» **WHAT IS NEEDED**: Your answer must consist of the records below, reproduced exactly, with every picture removed.
=====
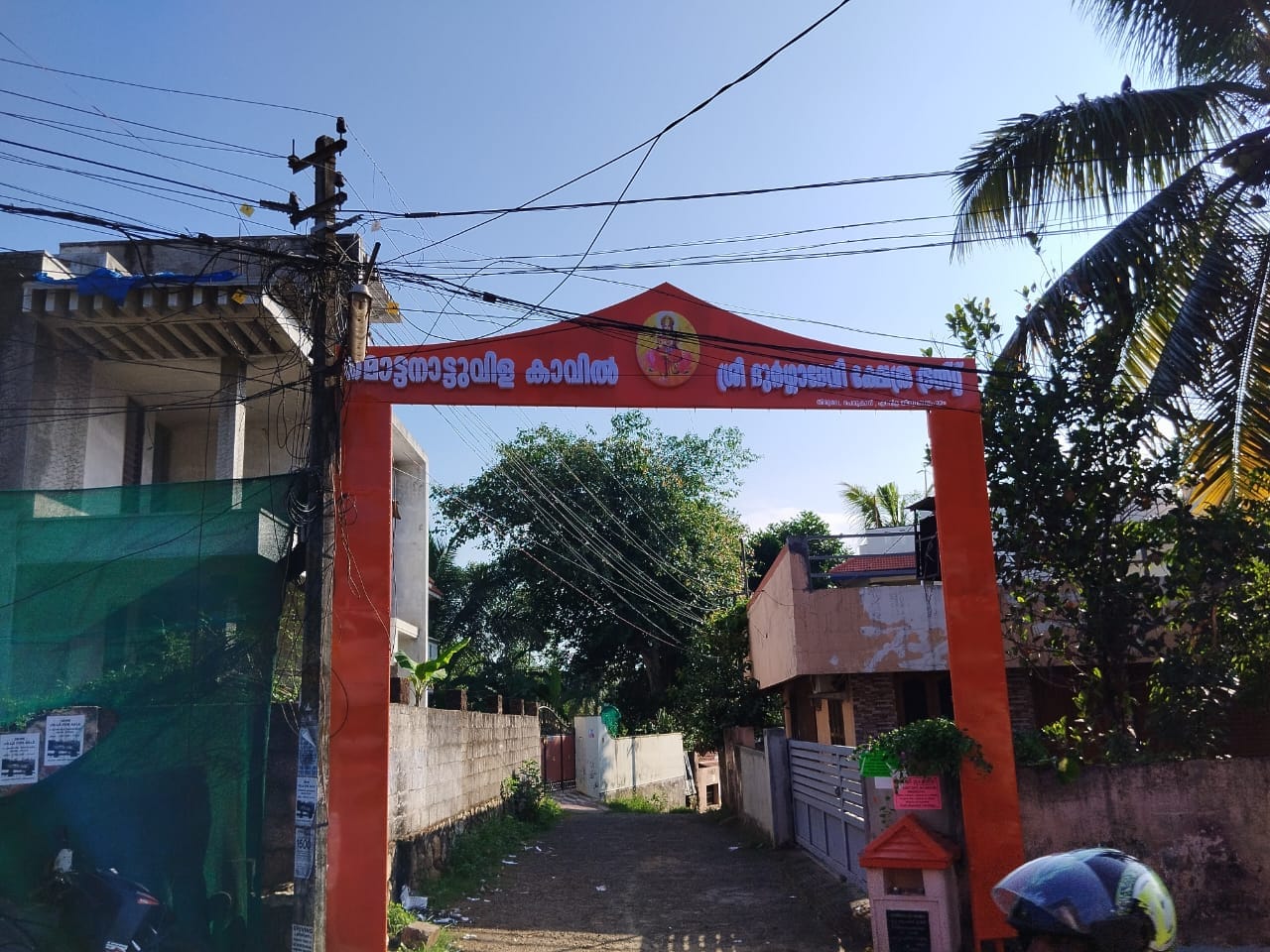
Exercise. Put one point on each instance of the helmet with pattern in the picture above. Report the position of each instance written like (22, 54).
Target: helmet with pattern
(1101, 895)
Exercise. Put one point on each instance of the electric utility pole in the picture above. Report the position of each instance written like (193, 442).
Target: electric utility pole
(313, 774)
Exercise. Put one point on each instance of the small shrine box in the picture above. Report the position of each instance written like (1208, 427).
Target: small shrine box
(912, 890)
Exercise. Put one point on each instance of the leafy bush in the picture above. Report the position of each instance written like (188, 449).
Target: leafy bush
(925, 748)
(525, 792)
(399, 916)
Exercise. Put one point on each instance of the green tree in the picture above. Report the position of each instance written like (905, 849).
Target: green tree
(622, 544)
(880, 508)
(714, 689)
(763, 546)
(1105, 567)
(1176, 289)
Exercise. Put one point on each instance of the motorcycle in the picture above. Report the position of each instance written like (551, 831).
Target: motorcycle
(103, 911)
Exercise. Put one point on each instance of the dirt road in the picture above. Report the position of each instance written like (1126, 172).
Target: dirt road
(638, 883)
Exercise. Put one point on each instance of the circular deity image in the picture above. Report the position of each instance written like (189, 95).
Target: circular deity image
(668, 349)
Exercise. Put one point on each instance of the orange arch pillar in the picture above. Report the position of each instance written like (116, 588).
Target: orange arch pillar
(357, 846)
(976, 660)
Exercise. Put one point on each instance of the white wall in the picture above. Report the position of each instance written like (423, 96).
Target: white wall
(756, 788)
(444, 765)
(611, 767)
(103, 456)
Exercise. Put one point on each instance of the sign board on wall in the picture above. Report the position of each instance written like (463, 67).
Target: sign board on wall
(662, 348)
(919, 793)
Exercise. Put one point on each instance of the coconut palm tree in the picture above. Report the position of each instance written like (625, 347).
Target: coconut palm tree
(1182, 282)
(880, 508)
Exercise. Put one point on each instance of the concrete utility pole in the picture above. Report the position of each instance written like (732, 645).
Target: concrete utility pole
(313, 774)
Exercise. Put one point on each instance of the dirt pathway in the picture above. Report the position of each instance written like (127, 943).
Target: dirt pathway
(638, 883)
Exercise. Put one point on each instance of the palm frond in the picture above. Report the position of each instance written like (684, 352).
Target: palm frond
(1232, 445)
(1095, 151)
(1170, 350)
(1185, 39)
(1124, 273)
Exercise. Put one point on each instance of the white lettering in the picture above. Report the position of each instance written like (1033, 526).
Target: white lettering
(730, 375)
(947, 379)
(574, 371)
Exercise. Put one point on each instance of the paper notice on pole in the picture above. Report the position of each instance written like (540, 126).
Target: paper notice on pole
(304, 852)
(64, 739)
(19, 760)
(307, 756)
(307, 800)
(302, 938)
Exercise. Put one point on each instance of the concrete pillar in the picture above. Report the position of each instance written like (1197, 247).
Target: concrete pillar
(778, 751)
(230, 420)
(8, 588)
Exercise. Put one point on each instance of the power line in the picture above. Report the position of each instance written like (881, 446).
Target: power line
(671, 125)
(162, 89)
(691, 197)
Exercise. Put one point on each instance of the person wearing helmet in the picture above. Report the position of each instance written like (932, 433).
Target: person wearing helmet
(1087, 900)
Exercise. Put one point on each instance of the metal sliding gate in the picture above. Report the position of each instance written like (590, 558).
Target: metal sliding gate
(559, 761)
(828, 805)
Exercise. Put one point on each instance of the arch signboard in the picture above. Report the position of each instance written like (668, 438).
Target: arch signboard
(662, 348)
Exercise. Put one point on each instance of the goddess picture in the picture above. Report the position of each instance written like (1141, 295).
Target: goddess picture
(668, 349)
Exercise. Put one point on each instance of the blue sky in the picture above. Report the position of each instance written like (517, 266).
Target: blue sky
(475, 105)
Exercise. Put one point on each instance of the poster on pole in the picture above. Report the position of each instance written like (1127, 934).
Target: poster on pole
(64, 739)
(19, 760)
=====
» **RESULT OF THE TASK**:
Exercise. Put one point on each instance of the helmet with pattern in the picture above. Report the position of each instance written like (22, 54).
Target: helmet with pattern
(1101, 895)
Exercise. Put one point on each instance of the electric utility pole in the picture above. Report the position of each instance written like (193, 442).
Target: electric utility pole
(313, 774)
Exercise. Put one point on each instance of the small shrine box in the picture above. Report the position of each instance written like (1208, 427).
Target: small shrine box
(912, 890)
Exercise. Put one point on each instance of the leafy bush in the picture above. Report the position of each instance written like (188, 449).
Target: leafy bush
(925, 748)
(525, 792)
(399, 916)
Exercise. Put one point on each instance of the green tree in the picture above. Report the position of each instance written like (905, 849).
Target: green tree
(622, 544)
(880, 508)
(714, 689)
(763, 546)
(1105, 567)
(1176, 289)
Exercise. Put one point on each instance of the motorcycle in the picture above. Report the position of each instance written like (551, 831).
Target: motorcycle
(103, 911)
Exercise. Put one point on each instance of the dirt road in the picture above. Report the position of each instance written like (1126, 172).
Target: dirt road
(638, 883)
Exercise. Put one point on each instance of the circular deity image in the picture above. Report the position of each instance written like (189, 95).
Target: circular deity image
(668, 349)
Exercise. Put one point on each instance of the orange arch pillar in the picture above. Report the position of each instance written like (116, 588).
Target: orange arch pillar
(357, 846)
(976, 660)
Exercise. Put one point on each instance of the white wall in the picture above. Report the position of each instance written like (423, 96).
Target: white wall
(756, 788)
(444, 765)
(611, 767)
(103, 456)
Exercise. Put one point on each instance of the sign board on wall in the picture above. Report the position of each instance written like (463, 67).
Target: sign board on wall
(662, 348)
(919, 793)
Exercise. Put one point on each instance of the coconut palm tree in the picture above. Report the position of each instance written like (625, 347).
Target: coconut palm tree
(1182, 282)
(880, 508)
Exercise. Put one point on each instance of the concrete utility pole in the picture above. Report the position of each instance written like (732, 645).
Target: concrete utility pole
(313, 774)
Exercise. Put one point on each instance of the dirt pathway in the picture above. Report the position of each instance written like (127, 943).
Target: dirt pathway
(638, 883)
Exercise. Put one point on each instance of the palm frond in the picture above. Report the position of each instance written like (684, 352).
Target: palm frond
(1232, 445)
(1095, 151)
(1170, 350)
(1185, 39)
(1124, 273)
Exercise. Put one point on each instance of the white lettering in the picture above. Report the position of each instance written like (1033, 526).
Target: white lettering
(730, 375)
(947, 379)
(574, 371)
Exercise. Put one point on each instance of the paper notice on pole in the picture above. Report the position of each instance written like (540, 126).
Target: paper notice on pole
(304, 852)
(64, 739)
(19, 760)
(307, 756)
(307, 800)
(302, 938)
Exercise. Put one point on each instance of the concrete pillar in the picture above. Report the position of each instance written like (1197, 247).
Target: concrete pillar
(778, 751)
(230, 420)
(8, 588)
Exercise. Put one point on each instance of the power line in the picture above. Report the position of each instance written like (881, 446).
Target: power line
(671, 125)
(162, 89)
(691, 197)
Exercise. Put one point on each instance of the person wearing helmet in the picture above. Report the position of each instance written like (932, 433).
Target: person wearing helmet
(1087, 900)
Exercise. Put one point on each instance of the metal sliding gate in the picture above. Report the position of each instance written like (590, 558).
Target: metal sliding gate
(559, 761)
(828, 805)
Exercise. Put one point on each instance of the arch signboard in the picture above. Report the position of each instance written like (668, 438).
Target: arch signboard
(662, 348)
Exercise. Put one point on each instance of the goddess picture in the picture above. Report the position of each instance written like (1141, 295).
Target: goddess picture
(668, 349)
Exercise. Put one point on each instance of the blue sky in the picture above. Report the position of each instance written like (517, 266).
Target: blue sky
(475, 105)
Exercise. Put one point on each instance of the poster on pole in the picture above. Report the position of each instance written like (1127, 934).
Target: poster on pole
(64, 739)
(19, 760)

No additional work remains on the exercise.